◆ Information given:
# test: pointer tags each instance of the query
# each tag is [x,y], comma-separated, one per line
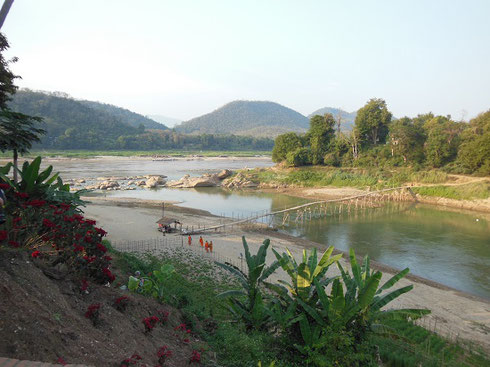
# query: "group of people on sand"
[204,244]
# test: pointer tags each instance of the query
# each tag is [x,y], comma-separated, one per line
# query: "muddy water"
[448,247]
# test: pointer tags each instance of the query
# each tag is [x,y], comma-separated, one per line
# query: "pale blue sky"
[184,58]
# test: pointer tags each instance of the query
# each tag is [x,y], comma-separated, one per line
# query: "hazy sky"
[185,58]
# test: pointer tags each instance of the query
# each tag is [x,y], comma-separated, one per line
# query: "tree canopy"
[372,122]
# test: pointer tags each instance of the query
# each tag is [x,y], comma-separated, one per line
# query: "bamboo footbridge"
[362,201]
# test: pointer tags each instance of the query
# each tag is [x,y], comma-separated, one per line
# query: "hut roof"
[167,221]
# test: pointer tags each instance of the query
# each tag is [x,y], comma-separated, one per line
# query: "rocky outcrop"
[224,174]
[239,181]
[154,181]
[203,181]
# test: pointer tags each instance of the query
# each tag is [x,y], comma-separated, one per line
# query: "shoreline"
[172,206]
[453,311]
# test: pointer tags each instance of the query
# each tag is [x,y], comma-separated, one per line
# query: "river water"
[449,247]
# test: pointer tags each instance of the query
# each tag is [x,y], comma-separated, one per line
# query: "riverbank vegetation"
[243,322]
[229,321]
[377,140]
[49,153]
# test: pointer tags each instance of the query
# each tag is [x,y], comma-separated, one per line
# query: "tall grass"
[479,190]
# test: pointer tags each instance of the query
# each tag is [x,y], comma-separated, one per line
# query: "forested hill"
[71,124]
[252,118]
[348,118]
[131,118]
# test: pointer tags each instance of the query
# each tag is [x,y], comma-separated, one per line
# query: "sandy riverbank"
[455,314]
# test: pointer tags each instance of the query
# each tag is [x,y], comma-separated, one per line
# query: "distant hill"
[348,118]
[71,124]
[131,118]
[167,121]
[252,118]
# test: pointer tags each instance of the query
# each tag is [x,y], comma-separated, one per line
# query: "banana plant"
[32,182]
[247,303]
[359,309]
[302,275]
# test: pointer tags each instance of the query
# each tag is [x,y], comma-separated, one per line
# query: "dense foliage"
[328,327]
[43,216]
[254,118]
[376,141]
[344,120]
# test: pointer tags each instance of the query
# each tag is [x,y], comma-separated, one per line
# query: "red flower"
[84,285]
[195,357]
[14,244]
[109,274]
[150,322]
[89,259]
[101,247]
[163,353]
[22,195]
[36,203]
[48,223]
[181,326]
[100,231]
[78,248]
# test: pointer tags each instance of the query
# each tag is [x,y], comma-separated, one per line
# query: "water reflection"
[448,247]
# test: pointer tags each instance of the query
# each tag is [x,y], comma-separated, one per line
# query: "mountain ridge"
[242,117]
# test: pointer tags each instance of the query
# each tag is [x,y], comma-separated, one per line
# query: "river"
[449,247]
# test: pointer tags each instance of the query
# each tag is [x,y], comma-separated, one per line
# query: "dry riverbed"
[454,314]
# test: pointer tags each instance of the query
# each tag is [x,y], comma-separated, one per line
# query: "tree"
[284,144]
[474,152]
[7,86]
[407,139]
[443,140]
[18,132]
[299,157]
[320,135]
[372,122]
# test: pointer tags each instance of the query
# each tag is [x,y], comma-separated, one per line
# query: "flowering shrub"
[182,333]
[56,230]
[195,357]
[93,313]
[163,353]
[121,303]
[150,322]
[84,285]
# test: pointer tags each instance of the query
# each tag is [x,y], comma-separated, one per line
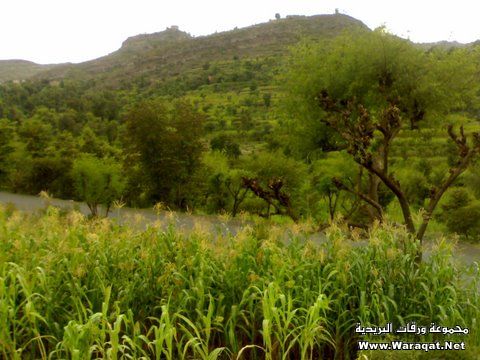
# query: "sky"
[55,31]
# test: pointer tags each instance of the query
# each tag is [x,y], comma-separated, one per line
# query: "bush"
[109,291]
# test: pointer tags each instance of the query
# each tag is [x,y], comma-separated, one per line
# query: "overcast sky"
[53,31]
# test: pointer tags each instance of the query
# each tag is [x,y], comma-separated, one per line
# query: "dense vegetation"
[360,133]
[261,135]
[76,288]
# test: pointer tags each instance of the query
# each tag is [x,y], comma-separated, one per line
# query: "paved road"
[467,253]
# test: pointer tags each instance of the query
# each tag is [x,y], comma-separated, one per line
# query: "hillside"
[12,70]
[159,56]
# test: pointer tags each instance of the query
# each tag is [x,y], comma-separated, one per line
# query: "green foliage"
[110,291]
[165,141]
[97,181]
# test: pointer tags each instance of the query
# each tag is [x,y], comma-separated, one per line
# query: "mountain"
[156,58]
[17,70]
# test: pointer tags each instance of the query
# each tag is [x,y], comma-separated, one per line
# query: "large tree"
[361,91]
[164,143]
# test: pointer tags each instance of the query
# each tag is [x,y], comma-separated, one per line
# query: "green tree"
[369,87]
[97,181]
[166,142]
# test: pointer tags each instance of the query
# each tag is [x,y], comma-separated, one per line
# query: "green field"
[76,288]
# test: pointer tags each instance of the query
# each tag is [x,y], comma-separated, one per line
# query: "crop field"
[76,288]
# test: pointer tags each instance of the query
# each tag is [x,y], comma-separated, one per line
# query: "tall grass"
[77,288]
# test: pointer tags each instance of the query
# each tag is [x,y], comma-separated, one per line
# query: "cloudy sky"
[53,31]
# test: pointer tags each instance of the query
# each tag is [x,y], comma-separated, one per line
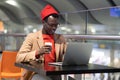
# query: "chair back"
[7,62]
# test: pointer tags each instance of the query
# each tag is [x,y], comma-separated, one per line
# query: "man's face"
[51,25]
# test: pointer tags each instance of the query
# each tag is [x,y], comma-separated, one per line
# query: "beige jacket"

◆ Problem:
Exclude the images, then output the data above word for word.

◆ The completed task:
# test: pointer tags each instance of the query
# each tag is [x,y], comma-separated, one per line
# query: "group of people on sand"
[204,244]
# test: pointer tags each instance of the query
# each tag is [x,y], comma-separated, one per line
# query: "muddy water"
[448,247]
# test: pointer tags each instance of the query
# each tag is [x,y], comma-separated, one per line
# query: "pale blue sky"
[184,58]
# test: pointer tags each instance of the query
# each tag is [x,y], comma-separated, one per line
# query: "hazy sky"
[185,58]
# test: pointer tags each instance of the query
# each tag is [x,y], comma-separated, one per line
# query: "tree canopy"
[372,122]
# test: pointer tags each instance of the query
# each tag is [x,y], comma-separated, one per line
# query: "bamboo footbridge"
[362,201]
# test: pointer tags each instance of the query
# each tag is [x,y], comma-separated, one per line
# query: "hut roof"
[167,221]
# test: pointer tags each instance of the query
# each tag is [x,y], comma-separated, one per line
# query: "rocky outcrop"
[224,174]
[239,181]
[154,181]
[203,181]
# test: pointer tags each instance of the query
# each tag is [x,y], comma-separated, one per line
# query: "shoreline"
[172,206]
[453,311]
# test: pointer tags each instance of the query
# each tag is [x,y], comma-separated, one per line
# query: "river water"
[449,247]
# test: pointer tags each instance of the query
# each tag is [x,y], comma-separated, one per line
# query: "riverbank vegetation"
[243,322]
[229,321]
[377,140]
[49,153]
# test: pointer tags each instance of the query
# each tag is [x,y], comma-separated, one per line
# query: "tall grass"
[479,190]
# test: pointer tags each instance of the query
# each tag is [x,y], comma-separated, one per line
# query: "forested hill"
[71,124]
[252,118]
[348,118]
[131,118]
# test: pointer tags each instance of the query
# each tag is [x,y], comma-separated, one per line
# query: "sandy riverbank"
[455,314]
# test: pointer tags each instance of the query
# each tag is [x,y], comma-separated, one per line
# query: "distant hill"
[348,118]
[71,124]
[131,118]
[167,121]
[252,118]
# test: pointer tags each instance of the query
# each tag is [x,y], comma-separated, one per line
# query: "banana plant"
[32,182]
[247,303]
[359,309]
[302,275]
# test: pointer tags each instance of the query
# each tag is [x,y], comma-separated, one per line
# query: "dense foliage"
[328,327]
[43,216]
[254,118]
[376,141]
[344,120]
# test: pointer tags each instance of the query
# each tag is [x,y], comma-separated, one per line
# query: "red flower"
[84,285]
[195,357]
[14,244]
[109,274]
[150,322]
[89,259]
[101,247]
[163,353]
[22,195]
[36,203]
[48,223]
[181,326]
[100,231]
[78,248]
# test: pointer tags each instance of the query
# each tag is [x,y], comma-separated, one per line
# query: "water reflection"
[448,247]
# test: pointer tags each instance of the query
# each tag is [x,y], comma-separated, one per line
# query: "mountain ridge"
[242,117]
# test: pointer tags each instance of the query
# each tag is [x,y], comma-separated, one per line
# query: "river"
[449,247]
# test: pointer tags each instance of the query
# each tag is [x,y], comma-separated, one per line
# query: "dry riverbed"
[454,314]
# test: pointer tags each instance of the query
# each tag is [x,y], comma-separated, one per line
# query: "tree"
[284,144]
[474,152]
[7,86]
[407,139]
[443,140]
[18,132]
[299,157]
[320,135]
[372,122]
# test: pointer tags each instance of the query
# each tag is [x,y], comma-separated, one per line
# query: "flowering shrub"
[182,333]
[56,230]
[195,357]
[93,313]
[163,353]
[121,303]
[150,322]
[84,285]
# test: pointer tags each instance of the query
# each tag is [x,y], comma-separated, one per line
# query: "sky"
[55,31]
# test: pointer tags each instance of the query
# each tag is [x,y], comma-separated, one per line
# query: "bush"
[109,291]
# test: pointer tags each instance of the query
# each tag is [x,y], comma-separated, one per line
# query: "overcast sky"
[53,31]
# test: pointer tags each instance of the query
# each tag is [x,y], comma-separated, one per line
# query: "dense vegetation"
[360,133]
[261,135]
[76,288]
# test: pointer tags each instance of the query
# each tag is [x,y], comma-separated, one per line
# query: "paved road"
[467,253]
# test: pointer tags each instance of the query
# each tag is [x,y], comma-separated, one per line
# query: "hillside"
[12,70]
[159,56]
# test: pointer tags each instance of the query
# each tag is [x,y], comma-separated, one per line
# query: "green foliage"
[110,291]
[165,141]
[97,181]
# test: pointer tags each instance of the query
# each tag is [x,y], comma-separated, one per line
# query: "mountain"
[156,58]
[17,70]
# test: pointer tags each instance of the query
# each tag is [x,y], comma-separated, one per line
# query: "large tree"
[361,91]
[164,143]
# test: pointer tags each instance of the query
# each tag is [x,y], comma-separated, one per line
# query: "green tree"
[369,87]
[97,181]
[166,142]
# test: pointer tags each instance of the query
# each tag is [x,y], comma-separated, one per line
# query: "green field"
[76,288]
# test: pointer tags each instance of the query
# each tag is [x,y], comma-separated, one per line
# query: "crop field"
[76,288]
# test: pointer tags each instance of the query
# each tag is [x,y], comma-separated, one per line
# query: "tall grass"
[77,288]
# test: pointer tags each instance of the query
# each tag is [x,y], comma-separated, one per line
# query: "cloudy sky"
[53,31]
# test: pointer tags each instance of the query
# each tag is [x,y], comma-separated, one per line
# query: "chair back"
[7,62]
# test: pointer tags each instance of the query
# each tag is [x,y], comma-separated, one per line
# query: "man's face"
[51,25]
# test: pointer tags each instance of the query
# each tag is [x,y], comma-separated, one per line
# query: "beige jacket"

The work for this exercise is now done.